++++ Supplied material ++++

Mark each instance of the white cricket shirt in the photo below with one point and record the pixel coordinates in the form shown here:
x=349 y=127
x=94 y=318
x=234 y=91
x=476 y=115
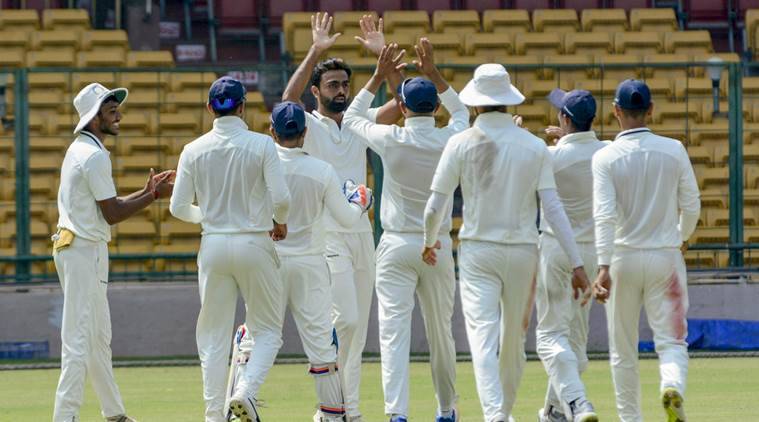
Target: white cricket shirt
x=410 y=155
x=86 y=177
x=346 y=153
x=500 y=174
x=314 y=187
x=572 y=170
x=641 y=184
x=235 y=176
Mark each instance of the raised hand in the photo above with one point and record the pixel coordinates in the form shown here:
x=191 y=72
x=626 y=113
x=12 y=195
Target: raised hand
x=374 y=37
x=321 y=23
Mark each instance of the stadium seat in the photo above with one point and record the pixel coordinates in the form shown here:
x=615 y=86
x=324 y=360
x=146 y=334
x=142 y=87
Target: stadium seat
x=653 y=20
x=71 y=20
x=637 y=43
x=596 y=44
x=160 y=58
x=548 y=43
x=414 y=22
x=105 y=41
x=19 y=20
x=688 y=42
x=50 y=58
x=555 y=20
x=491 y=47
x=604 y=20
x=506 y=21
x=456 y=21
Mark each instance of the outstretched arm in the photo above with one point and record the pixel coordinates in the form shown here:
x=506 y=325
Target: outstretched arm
x=322 y=41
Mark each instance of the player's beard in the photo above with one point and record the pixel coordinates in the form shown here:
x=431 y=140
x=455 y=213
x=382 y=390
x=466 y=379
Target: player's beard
x=334 y=106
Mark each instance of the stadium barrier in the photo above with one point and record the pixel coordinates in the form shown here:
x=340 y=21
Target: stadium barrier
x=165 y=110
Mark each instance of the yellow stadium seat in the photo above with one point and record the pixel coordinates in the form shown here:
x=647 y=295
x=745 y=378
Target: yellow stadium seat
x=50 y=58
x=105 y=41
x=604 y=20
x=491 y=47
x=538 y=43
x=19 y=20
x=596 y=43
x=66 y=19
x=688 y=42
x=456 y=21
x=672 y=66
x=104 y=58
x=637 y=43
x=507 y=21
x=445 y=45
x=161 y=58
x=653 y=20
x=414 y=22
x=555 y=20
x=293 y=21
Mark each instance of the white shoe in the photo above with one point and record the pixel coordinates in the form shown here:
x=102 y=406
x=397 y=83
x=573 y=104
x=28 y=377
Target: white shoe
x=672 y=401
x=244 y=408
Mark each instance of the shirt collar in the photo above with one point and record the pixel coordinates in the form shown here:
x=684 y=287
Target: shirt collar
x=229 y=123
x=633 y=131
x=578 y=138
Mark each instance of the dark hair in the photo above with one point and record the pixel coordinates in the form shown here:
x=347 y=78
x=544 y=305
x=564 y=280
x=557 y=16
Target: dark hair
x=327 y=65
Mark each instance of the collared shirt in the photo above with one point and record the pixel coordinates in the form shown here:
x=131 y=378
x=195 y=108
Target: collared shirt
x=642 y=183
x=409 y=155
x=342 y=149
x=86 y=177
x=500 y=168
x=314 y=187
x=573 y=172
x=235 y=176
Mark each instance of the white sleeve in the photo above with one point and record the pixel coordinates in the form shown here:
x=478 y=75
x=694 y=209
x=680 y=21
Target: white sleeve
x=433 y=216
x=181 y=203
x=604 y=210
x=344 y=212
x=275 y=183
x=554 y=213
x=688 y=198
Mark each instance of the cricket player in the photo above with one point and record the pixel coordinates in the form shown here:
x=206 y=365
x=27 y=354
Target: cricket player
x=235 y=177
x=350 y=251
x=562 y=331
x=645 y=204
x=410 y=155
x=501 y=169
x=87 y=207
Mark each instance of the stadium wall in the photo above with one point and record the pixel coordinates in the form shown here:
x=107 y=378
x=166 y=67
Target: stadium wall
x=158 y=319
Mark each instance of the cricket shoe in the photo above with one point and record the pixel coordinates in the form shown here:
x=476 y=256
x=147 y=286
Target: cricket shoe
x=244 y=408
x=582 y=411
x=673 y=405
x=550 y=415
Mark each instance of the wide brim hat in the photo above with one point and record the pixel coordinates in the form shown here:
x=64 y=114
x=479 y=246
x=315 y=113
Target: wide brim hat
x=88 y=101
x=490 y=86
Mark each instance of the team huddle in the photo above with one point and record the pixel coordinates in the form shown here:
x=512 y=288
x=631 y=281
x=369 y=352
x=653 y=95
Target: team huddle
x=284 y=220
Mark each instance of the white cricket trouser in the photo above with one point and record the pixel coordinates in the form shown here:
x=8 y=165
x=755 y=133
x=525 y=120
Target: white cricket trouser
x=401 y=273
x=562 y=331
x=496 y=285
x=86 y=330
x=656 y=279
x=350 y=257
x=226 y=263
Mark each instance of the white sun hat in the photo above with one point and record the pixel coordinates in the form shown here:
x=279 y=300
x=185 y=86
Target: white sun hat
x=88 y=101
x=490 y=86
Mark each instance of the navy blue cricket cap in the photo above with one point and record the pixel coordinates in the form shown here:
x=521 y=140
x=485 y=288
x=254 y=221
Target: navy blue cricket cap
x=288 y=119
x=419 y=95
x=633 y=95
x=578 y=104
x=226 y=93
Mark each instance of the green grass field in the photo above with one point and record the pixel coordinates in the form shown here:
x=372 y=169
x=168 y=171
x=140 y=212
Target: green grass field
x=718 y=390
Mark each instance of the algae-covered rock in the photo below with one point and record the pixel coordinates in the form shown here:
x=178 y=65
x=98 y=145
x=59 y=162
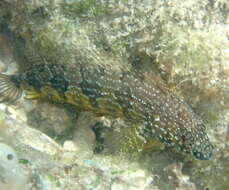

++++

_Instructions for the task_
Copy out, unchanged, every line of the data from the one containing "Mark each instance of the collared" down to the one containing "x=550 y=415", including both.

_Written answer_
Mark each instance of the collared shirt in the photo above with one point and record the pixel coordinates in the form shown here:
x=131 y=378
x=195 y=108
Target: collared shirt
x=642 y=183
x=409 y=155
x=342 y=149
x=86 y=177
x=500 y=168
x=314 y=187
x=573 y=172
x=235 y=176
Mark each instance of the white sleeve in the photo above with one point and record the pixel coordinates in the form shown here:
x=478 y=75
x=694 y=209
x=680 y=21
Target: white sleeve
x=433 y=216
x=181 y=203
x=604 y=210
x=344 y=212
x=275 y=183
x=554 y=213
x=688 y=198
Mark each instance of the cricket player in the photo above with one point and record the pixel coordinates in the form shown here:
x=206 y=365
x=27 y=354
Target: cricket player
x=235 y=177
x=350 y=251
x=562 y=331
x=645 y=204
x=410 y=155
x=501 y=169
x=87 y=207
Mark each instance of the stadium wall in the photo above with one point and record the pixel coordinates in the form shown here:
x=107 y=378
x=166 y=67
Target: stadium wall
x=158 y=319
Mark each instance of the cricket shoe in the photo above with one point and record the pixel coordinates in the form shown here:
x=476 y=256
x=147 y=286
Target: cricket shoe
x=244 y=408
x=582 y=411
x=673 y=405
x=550 y=415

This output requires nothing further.